Requirements:
A – List each distinct username that appears as a post heading in the forum thread about the Tohatsu 30hp lower unit.
B – Rewrite the passage of the forum thread about the Tohatsu 30hp lower unit that begins at the words "Check here for" and stops after "shim a little.", with "propeller shaft" renamed to "replacement shaft".
C – Continue the forum thread about the Tohatsu 30hp lower unit from the point where it ends.

# Tohatsu 30hp Lower Unit



## Brett (Jul 16, 2008)

I've never attempted to straighten a bent shaft.
Figured if it took a shot solid enough to bend the the prop shaft,
it was probably better to replace the shaft along with the seals and bearings.

I'd be curious as to the price difference between straightening and replacing... :-?


----------



## Frank_Sebastian (Oct 15, 2007)

Check here for part numbers and get a quote for a new propeller shaft.

http://www.tohatsuoutboardparts.com/

It is likely 346-64211-6 They will respond to your request rather quickly. If you can install it yourself it will save a lot. You may have to shim a little.

Best regards,
Frank_S


----------



## makin moves (Mar 20, 2010)

Ive used admiral for some props. They do great work, not sure if the can help you but the guys are very helpful if you give them a call


----------



## Creek Runner (Sep 1, 2011)

Go with a new 1, chances are you have damaged the integrity of the shaft already and any more stress could cause it break.


----------



## Ckirk57 (Sep 27, 2009)

Thanks, I wish these parts were easier to get. I almost feel like its faster to buy a used tohatsu on Craigslist for parts than try to work with the dealers. The good news is that I have two boats and I can still fish in the mean time.


----------



## Creek Runner (Sep 1, 2011)

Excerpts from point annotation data
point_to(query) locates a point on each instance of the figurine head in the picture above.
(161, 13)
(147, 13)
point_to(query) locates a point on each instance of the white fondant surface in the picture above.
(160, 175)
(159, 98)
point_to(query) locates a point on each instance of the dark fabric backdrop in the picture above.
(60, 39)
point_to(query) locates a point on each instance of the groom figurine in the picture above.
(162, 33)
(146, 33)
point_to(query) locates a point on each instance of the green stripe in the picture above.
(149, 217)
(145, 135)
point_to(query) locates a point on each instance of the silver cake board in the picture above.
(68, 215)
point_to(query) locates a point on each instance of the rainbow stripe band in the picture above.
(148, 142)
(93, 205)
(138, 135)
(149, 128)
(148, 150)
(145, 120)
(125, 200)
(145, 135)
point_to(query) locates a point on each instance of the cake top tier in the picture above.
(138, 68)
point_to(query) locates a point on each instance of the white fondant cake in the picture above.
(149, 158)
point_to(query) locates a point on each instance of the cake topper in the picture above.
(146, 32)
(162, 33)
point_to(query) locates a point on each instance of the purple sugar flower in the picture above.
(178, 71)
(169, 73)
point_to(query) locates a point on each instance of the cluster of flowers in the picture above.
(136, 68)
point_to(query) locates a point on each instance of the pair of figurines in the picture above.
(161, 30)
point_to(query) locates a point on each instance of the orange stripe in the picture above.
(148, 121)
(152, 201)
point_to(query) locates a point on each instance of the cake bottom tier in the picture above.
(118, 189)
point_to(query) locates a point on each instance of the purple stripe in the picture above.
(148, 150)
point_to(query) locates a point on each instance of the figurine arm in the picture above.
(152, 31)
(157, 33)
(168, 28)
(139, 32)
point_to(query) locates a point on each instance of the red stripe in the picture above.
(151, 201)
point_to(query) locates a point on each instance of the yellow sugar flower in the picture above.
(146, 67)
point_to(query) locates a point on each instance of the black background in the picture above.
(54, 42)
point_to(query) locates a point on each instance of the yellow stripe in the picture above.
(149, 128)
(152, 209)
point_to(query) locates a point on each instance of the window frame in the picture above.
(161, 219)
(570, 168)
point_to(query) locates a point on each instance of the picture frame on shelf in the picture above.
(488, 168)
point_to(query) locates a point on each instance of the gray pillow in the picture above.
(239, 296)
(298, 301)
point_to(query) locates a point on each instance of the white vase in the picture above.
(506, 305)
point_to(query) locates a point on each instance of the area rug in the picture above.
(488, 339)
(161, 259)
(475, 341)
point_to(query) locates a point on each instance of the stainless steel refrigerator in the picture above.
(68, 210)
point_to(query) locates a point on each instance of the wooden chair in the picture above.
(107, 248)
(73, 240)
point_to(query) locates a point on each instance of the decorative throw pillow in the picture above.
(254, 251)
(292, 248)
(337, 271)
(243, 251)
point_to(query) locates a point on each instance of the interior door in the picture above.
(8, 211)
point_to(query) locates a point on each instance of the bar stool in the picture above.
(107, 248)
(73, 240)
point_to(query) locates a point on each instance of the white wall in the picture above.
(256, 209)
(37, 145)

Responses to the exercise:
A – Brett, Frank_Sebastian, makin moves, Creek Runner, Ckirk57

B –
Check here for part numbers and get a quote for a new replacement shaft.

http://www.tohatsuoutboardparts.com/

It is likely 346-64211-6 They will respond to your request rather quickly. If you can install it yourself it will save a lot. You may have to shim a little.

C –
> Thanks, I wish these parts were easier to get. I almost feel like its faster to *buy a used tohatsu on Craigslist for parts *than try to work with the dealers. The good news is that I have two boats and I can still fish in the mean time.


That's what I would do!


----------



## The_Skiff_Shop (Oct 28, 2008)

Kirk,

I have a buddy that had a prop shaft straightened up in your neck of the woods. I think it was the Yami dealer in CR. He had the same concerns and the dealer was straight up about the results. You might want to just carry it in and have them look at it. Couldn't hurt.


----------



## HighSide25 (May 15, 2007)

i had mine straightend for a 40hp and it was a little more than $200. i didnt take it out like you did, so it may be a little cheaper for you.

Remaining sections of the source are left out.